***** Исходный текст *****
«Разговор с Дмитрием Медведевым». Интервью пяти телеканалам. Часть 4
М.Зыгарь: Давайте продолжим про этот кусок нашей страны, как Вы назвали партию. Скоро 20 лет Конституции, и не так давно член другой партии депутат Мизулина предложила внести поправки в преамбулу Конституции и внести туда упоминание православия как основы национальной культурной самобытности. Её поддержали и члены «Единой России», например Сергей Железняк, новый идеолог этой партии. Во-первых, поддерживаете ли Вы инициативу вписать упоминание о православии в Конституцию и вообще считаете ли нужным переписать, как-то изменить Конституцию под 20-летие?
Д.Медведев: Конституцию вообще не нужно переписывать под какие-то даты, Конституцию нужно менять только в случае крайней необходимости, когда мы считаем, что какие-то положения Конституции либо не выдержали проверку временем, либо ослабляют общую государственную конструкцию. Причём это, конечно, не касается основополагающих прав и свобод человека, там и отдельный порядок изменения, и там в целом можно считать, что вообще всё выписано в соответствии с мировыми канонами. В отношении православия, знаете, опять же у каждого человека может быть своя точка зрения: у Мизулиной одна точка зрения, у Железняка похожая точка зрения, у кого-то иная точка зрения. Я, например, в церковь хожу, но хожу туда не как премьер-министр. Я туда ходил и до того, как приехал в Москву работать, и буду туда ходить после того, как закончу свою государственную карьеру, и какие бы ни были нормы в отношении свободы совести, я туда буду продолжать ходить, даже если Конституция изменится. Мне кажется, это абсолютно нормально. У нас, кстати, в «Единой России» есть не только представители тех, кто относится к православной конфессии, есть люди, которые себя идентифицируют как мусульмане, есть представители других конфессий. Это нормально абсолютно. Наше религиозное чувство не должно быть связано с нашим партийным билетом, это, на мой взгляд, абсолютно очевидно. Поэтому, на мой взгляд, установление каких-либо специальных преференций недопустимо. В соответствии с нормами Конституции у нас, вообще-то, провозглашена свобода совести: каждый выбирает себе церковь по своим ощущениям или говорит о том, что он является атеистом. Это и есть цивилизованный подход к этим отношениям.
***** Исходные данные *****
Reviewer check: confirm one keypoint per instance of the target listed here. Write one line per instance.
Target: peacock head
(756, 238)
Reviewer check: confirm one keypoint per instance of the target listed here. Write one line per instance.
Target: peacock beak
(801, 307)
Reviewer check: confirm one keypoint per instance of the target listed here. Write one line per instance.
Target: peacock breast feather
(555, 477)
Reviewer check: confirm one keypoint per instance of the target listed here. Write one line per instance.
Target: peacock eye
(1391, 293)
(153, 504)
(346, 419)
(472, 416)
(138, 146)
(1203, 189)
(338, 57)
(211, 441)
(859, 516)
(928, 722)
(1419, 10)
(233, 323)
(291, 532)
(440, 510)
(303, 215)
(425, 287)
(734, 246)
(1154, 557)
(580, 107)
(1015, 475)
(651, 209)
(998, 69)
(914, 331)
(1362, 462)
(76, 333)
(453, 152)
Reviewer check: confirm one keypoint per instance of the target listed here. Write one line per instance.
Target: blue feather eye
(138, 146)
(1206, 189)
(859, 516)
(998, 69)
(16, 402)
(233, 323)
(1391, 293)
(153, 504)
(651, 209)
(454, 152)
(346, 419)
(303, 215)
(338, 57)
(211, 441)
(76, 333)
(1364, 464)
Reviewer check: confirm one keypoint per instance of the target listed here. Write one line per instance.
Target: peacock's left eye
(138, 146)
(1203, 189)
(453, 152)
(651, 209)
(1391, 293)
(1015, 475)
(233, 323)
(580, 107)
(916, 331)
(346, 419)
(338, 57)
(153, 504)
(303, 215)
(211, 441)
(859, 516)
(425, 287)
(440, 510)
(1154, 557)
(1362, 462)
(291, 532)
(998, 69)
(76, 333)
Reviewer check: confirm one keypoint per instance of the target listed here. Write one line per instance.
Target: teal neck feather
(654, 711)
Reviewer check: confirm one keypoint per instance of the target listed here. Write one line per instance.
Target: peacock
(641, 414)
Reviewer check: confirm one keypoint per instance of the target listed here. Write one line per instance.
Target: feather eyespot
*****
**Задания**:
(1) Подсчитайте, в скольких строках записей встречается строка «feather», учитывая регистр букв. В ответе укажите только число.
(2) Продолжите интервью с Дмитрием Медведевым о Конституции и православии, начав сразу после последнего приведённого предложения.
Записи никак не связаны с интервью.

**Ответы к заданиям**:
(1) 4

(2)
В.Такменёв: Дмитрий Анатольевич, 20 лет Конституции. По этому случаю, как мы слышали на днях, Президент Владимир Путин согласился с предложением и собирается сам внести законопроект в Госдуму об амнистии. И сейчас многие знаете о чём гадают – станет ли эта амнистия широким жестом власти, то есть коснётся ли она людей, в приговорах которых многие видели политический подтекст. Речь сейчас не о тех сотнях и тысячах, которые сидят за какое-то мелкое воровство. Я понимаю, что это вопрос, наверное, не столь Вашей компетенции, поэтому хочу спросить Вас не как Председателя Правительства, а как просто человека, политика, председателя правящей партии, в конце концов. Почему бы не воспользоваться этой датой и не амнистировать Ходорковского, Pussy Riot, узников «болотного дела»? Перелистнуть эту страницу и начать общаться с частью общества с чистого листа?
Д.Медведев: Вадим, я действительно сейчас эти вопросы не решаю, это компетенция Президента и парламента. Тем не менее, раз вы спрашиваете, я, конечно, прокомментирую. Я действительно какое-то время назад принимал такие решения и поэтому знаю, о чём говорю. Во-первых, не нужно путать амнистию и помилование. Помилование – это индивидуальный акт, и он может осуществляться в отношении конкретных людей. Это делает Президент, глава государства, на основании мотивированного заключения и, как правило, обращения соответствующего лица. В отношении амнистии всё сложнее. Это освобождение из-под стражи, снятие уголовной ответственности с людей, которые отбывают наказание по конкретной статье. Вот вы упомянули некоторый набор людей, известных в нашей стране по разным причинам…
В.Такменёв: И не только в нашей стране.
Д.Медведев: И не только в нашей стране. Но на самом деле не стоит забывать про почти 700 тыс. человек, которые в настоящий момент находятся в местах не столь отдалённых. Мне кажется, думать нужно при принятии решения об амнистии о всей совокупности людей, которые находятся вот в этих трудных условиях.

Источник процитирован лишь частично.